What is expected
Count the lines in the rows below that contain the string "aircraft". Give only the number.

***** Provided entries

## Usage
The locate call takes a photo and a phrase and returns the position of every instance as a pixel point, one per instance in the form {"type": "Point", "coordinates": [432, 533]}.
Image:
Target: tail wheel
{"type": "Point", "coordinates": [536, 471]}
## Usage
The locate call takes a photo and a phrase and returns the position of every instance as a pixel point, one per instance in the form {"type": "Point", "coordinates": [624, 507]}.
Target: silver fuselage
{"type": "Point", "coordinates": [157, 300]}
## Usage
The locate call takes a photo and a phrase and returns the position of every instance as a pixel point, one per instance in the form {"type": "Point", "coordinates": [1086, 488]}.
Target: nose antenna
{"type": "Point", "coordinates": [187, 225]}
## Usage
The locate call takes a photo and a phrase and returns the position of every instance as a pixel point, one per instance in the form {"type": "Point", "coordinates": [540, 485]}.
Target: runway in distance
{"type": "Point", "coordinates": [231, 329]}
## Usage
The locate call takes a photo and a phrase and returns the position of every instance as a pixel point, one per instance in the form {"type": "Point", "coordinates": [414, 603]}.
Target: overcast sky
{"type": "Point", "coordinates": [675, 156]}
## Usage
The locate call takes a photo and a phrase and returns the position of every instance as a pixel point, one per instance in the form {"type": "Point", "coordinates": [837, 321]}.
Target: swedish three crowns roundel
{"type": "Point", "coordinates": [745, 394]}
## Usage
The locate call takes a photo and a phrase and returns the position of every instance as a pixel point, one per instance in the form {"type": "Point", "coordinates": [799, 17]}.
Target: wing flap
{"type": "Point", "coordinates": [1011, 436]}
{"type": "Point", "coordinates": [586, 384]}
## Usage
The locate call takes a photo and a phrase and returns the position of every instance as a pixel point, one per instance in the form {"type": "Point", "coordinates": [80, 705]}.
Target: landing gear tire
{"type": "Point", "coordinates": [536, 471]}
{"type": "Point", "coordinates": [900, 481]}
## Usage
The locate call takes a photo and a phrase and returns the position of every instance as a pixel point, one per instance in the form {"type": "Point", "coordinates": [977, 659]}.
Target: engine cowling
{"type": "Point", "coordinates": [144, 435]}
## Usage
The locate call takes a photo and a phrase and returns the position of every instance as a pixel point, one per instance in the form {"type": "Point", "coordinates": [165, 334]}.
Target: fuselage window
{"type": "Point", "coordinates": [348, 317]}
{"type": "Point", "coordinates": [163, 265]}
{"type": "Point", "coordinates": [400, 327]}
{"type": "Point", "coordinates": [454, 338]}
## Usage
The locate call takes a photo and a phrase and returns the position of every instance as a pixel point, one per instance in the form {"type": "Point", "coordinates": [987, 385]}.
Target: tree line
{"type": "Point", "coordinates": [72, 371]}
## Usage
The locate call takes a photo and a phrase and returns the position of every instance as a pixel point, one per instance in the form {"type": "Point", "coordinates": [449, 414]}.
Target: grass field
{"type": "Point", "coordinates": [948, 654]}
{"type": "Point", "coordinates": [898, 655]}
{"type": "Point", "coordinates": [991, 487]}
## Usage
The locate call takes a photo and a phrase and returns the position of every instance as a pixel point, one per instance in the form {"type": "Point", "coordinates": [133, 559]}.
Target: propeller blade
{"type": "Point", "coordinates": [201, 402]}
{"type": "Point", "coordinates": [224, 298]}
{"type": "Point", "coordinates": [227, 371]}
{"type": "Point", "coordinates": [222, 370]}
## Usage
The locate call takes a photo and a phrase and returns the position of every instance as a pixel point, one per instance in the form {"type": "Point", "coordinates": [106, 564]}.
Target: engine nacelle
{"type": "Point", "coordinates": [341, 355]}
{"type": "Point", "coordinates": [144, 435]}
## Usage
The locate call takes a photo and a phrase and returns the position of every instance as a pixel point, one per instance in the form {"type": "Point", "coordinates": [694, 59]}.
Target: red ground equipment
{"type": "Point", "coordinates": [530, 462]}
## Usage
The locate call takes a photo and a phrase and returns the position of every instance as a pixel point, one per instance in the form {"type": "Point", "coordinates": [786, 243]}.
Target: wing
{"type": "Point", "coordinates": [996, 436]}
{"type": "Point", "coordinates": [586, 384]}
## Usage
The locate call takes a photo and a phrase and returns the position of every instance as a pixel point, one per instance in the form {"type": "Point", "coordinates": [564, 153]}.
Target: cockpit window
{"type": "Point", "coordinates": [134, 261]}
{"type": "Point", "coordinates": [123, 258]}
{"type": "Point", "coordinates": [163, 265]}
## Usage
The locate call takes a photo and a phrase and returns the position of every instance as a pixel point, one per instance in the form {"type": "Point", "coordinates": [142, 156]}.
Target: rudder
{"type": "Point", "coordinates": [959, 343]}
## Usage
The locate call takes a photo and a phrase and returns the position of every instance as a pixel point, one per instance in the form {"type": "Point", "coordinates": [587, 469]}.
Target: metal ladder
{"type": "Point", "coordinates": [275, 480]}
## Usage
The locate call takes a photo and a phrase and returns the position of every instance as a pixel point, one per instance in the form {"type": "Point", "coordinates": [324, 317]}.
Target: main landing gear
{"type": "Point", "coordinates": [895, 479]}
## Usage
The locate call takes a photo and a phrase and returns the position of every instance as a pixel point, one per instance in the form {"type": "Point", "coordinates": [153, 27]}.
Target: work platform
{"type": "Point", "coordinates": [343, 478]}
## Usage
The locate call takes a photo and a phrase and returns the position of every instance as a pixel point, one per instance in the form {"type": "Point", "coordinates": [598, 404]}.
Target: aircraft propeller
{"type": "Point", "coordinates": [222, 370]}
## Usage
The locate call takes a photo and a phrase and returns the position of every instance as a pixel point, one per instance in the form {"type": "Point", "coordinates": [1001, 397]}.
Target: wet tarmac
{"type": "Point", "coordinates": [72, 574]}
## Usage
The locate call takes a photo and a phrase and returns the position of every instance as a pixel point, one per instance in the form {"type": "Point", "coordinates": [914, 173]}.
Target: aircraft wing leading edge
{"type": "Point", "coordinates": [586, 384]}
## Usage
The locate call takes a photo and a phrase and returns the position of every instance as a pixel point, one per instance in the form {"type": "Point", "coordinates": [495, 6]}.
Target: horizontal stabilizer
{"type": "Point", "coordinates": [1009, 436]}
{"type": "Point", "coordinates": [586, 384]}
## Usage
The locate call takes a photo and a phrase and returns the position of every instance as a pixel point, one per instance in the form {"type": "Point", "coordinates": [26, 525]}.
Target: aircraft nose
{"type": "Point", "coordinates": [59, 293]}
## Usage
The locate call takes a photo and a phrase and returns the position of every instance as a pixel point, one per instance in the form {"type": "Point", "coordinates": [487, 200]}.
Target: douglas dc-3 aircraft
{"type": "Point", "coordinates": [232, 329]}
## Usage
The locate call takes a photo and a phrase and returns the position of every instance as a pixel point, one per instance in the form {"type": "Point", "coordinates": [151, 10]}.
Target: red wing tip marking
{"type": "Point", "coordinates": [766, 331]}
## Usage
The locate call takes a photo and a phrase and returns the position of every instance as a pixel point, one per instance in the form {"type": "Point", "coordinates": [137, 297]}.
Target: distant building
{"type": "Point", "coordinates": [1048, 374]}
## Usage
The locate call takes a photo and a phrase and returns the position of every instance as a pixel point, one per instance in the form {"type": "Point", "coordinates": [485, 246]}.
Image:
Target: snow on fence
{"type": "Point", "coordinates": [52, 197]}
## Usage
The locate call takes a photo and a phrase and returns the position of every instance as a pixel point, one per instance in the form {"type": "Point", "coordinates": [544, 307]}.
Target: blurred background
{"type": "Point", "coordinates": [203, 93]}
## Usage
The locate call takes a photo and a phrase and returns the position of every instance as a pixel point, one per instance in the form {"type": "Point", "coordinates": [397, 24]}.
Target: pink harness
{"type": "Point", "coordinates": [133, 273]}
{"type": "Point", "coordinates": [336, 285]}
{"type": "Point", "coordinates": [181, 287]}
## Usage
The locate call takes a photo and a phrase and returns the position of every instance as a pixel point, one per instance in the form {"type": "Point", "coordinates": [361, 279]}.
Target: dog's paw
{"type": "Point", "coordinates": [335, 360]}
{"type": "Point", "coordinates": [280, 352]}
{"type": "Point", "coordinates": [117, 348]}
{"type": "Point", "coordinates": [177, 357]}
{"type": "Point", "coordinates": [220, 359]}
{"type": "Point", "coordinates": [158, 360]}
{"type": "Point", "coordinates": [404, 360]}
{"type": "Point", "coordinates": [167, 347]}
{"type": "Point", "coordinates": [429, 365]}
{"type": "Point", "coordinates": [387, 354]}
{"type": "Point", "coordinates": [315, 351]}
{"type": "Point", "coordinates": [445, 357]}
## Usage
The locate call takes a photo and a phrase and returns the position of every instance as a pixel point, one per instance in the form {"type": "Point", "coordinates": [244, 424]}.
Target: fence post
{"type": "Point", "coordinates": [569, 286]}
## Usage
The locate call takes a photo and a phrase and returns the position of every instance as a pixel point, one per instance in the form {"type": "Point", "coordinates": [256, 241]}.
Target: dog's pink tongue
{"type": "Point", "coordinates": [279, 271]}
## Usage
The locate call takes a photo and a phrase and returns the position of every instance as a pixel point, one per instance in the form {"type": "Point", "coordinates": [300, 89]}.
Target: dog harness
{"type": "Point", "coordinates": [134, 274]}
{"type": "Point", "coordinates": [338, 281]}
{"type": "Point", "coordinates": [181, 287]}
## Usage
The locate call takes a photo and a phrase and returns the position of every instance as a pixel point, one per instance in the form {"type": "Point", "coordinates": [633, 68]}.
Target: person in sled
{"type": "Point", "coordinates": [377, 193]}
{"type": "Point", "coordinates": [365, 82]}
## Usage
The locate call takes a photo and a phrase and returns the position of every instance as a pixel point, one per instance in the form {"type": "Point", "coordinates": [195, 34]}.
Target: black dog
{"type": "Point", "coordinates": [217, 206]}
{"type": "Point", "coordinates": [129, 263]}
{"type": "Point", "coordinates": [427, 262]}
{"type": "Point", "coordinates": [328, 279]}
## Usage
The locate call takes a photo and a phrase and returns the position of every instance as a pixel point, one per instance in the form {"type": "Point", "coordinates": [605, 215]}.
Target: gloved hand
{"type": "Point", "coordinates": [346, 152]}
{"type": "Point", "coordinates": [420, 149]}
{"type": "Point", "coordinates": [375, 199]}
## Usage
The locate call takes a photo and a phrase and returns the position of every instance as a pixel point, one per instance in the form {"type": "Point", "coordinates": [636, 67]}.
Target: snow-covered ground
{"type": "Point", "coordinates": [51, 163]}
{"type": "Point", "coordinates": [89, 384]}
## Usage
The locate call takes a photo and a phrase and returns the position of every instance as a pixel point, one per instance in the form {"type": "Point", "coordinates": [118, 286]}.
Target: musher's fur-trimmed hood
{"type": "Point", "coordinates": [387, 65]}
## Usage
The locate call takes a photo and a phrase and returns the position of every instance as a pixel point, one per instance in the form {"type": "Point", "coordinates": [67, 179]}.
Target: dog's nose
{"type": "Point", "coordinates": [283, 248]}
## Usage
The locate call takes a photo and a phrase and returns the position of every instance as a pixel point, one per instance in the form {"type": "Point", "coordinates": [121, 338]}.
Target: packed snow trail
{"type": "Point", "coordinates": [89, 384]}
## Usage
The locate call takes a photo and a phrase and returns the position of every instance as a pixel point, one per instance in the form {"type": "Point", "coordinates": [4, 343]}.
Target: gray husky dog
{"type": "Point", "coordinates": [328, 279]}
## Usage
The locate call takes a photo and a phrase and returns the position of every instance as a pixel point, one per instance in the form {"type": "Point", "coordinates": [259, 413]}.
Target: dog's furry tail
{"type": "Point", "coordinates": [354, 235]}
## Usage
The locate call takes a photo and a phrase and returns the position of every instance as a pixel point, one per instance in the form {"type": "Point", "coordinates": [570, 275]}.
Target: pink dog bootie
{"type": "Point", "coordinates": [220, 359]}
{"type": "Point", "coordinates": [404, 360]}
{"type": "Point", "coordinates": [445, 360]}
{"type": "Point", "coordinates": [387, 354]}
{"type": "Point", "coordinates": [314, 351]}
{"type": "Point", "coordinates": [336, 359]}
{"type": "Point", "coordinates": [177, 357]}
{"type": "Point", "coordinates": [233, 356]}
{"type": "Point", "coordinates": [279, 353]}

**********

Completed task
4